Originally Posted by Thomas coupling
That world record always amazes me. No-one has even come close since have they? If the ASI was off the clock how did he auto in IMC safely? I understand he was iced up on the windscreen for up to 6 minutes duration???
Fantastic feat of aviation. 1972 I believe?
Please enlighten me. Getting up, yes. But getting down: I seem to be missing what the big problem is?

I don't know the details, but the previous poster seem to simply have said that (presumably and in-line with the topic of this thread) the IAS due to VNE limitations at that ALT would have been so low that it didn't register on the ASI. It was not said that the ASI was u/s.

Either way, in an autorotation, what do you need the ASI for?? You can safely autorotate at any speed between a little backward, and power-off forward VNE. In fact, the lower the speed, the easier and more stable the auto is . Forward speed only becomes useful a few seconds before the landing, so that you can flare and arrest your rate of decent at touch-down.

So enter autorotation, keep the ship level, set for low or zero speed, and control RRPM with collective. In any case, stay below VNE, which as other posters have pointed out, would announce itself with vibrations from the onset of RBS. As mentioned above, the sweet spot around zero IAS should easily identifiable by its stable ride.

I'd also venture to say that all VNE and RBS-related issues here are linked to high AoA (needed of powered forward flight to push speed): Conversely, in an auto where your AoA is almost zero, VNE limitations should be much less critical.

I would be more concerned if he didn't have an AH (seeing that at 42,000 ft you are deemed to be in IMC, plus he had his windows iced up). Not sure how those work in a Lama, but even if electric suction pump driven, he should have had battery power for the 20 to 30 min he was descending.

Having said this, I wasn't up there at 42,000 ft. It must have been scary in the best of circumstances. I am afraid of heights, that's why I fly chopper.

→ EXTRACTED INFORMATION:
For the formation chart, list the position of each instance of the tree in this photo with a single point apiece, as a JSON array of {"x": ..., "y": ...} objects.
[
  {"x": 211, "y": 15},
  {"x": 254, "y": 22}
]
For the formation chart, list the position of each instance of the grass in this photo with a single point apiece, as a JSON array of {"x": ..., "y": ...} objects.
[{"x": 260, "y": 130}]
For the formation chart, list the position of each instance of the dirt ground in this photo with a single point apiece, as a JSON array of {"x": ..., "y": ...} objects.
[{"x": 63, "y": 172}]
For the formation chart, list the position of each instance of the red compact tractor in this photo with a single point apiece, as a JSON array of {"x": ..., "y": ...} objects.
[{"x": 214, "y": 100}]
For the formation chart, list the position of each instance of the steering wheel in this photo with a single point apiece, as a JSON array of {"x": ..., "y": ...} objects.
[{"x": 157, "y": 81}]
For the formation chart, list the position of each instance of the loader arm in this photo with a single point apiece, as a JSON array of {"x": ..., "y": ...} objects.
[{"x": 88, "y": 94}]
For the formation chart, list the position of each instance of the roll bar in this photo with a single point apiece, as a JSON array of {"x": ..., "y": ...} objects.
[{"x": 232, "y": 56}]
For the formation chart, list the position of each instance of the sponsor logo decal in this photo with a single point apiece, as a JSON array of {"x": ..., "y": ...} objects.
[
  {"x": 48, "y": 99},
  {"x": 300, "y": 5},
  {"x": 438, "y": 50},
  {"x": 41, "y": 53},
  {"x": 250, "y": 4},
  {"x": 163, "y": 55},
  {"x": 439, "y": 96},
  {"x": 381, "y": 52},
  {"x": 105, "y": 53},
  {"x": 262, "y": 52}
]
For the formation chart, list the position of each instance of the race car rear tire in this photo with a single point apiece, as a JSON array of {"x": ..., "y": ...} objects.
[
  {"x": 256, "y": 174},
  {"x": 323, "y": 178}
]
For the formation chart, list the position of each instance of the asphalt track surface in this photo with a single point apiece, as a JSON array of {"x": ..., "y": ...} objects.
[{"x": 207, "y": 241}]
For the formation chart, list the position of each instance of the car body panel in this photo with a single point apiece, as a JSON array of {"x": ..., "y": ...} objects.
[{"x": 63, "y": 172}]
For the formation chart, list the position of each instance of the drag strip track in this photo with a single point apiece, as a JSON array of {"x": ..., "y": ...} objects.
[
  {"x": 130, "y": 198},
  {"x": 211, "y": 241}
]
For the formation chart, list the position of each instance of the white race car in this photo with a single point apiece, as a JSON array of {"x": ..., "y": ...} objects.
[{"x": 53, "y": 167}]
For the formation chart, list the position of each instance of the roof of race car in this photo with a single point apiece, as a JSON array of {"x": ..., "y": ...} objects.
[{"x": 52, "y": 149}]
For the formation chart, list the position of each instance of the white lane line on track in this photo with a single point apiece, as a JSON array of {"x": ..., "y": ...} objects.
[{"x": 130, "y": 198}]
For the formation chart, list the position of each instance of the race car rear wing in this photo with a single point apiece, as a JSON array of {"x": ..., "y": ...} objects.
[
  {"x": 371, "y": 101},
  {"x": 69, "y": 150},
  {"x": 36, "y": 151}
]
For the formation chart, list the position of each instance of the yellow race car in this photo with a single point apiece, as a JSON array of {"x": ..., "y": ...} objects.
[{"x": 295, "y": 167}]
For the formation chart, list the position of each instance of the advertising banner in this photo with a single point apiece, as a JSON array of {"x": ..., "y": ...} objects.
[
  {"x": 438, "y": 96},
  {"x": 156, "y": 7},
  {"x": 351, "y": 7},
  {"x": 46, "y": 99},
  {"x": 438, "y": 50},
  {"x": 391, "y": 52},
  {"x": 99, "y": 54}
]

→ PROBLEM DETAILS:
List every all-capital abbreviation in the helicopter forum post's paragraph that begins "So enter autorotation," in the order they appear. Work only from the helicopter forum post itself.

→ SOLUTION TO THE EXERCISE:
RRPM, VNE, RBS, IAS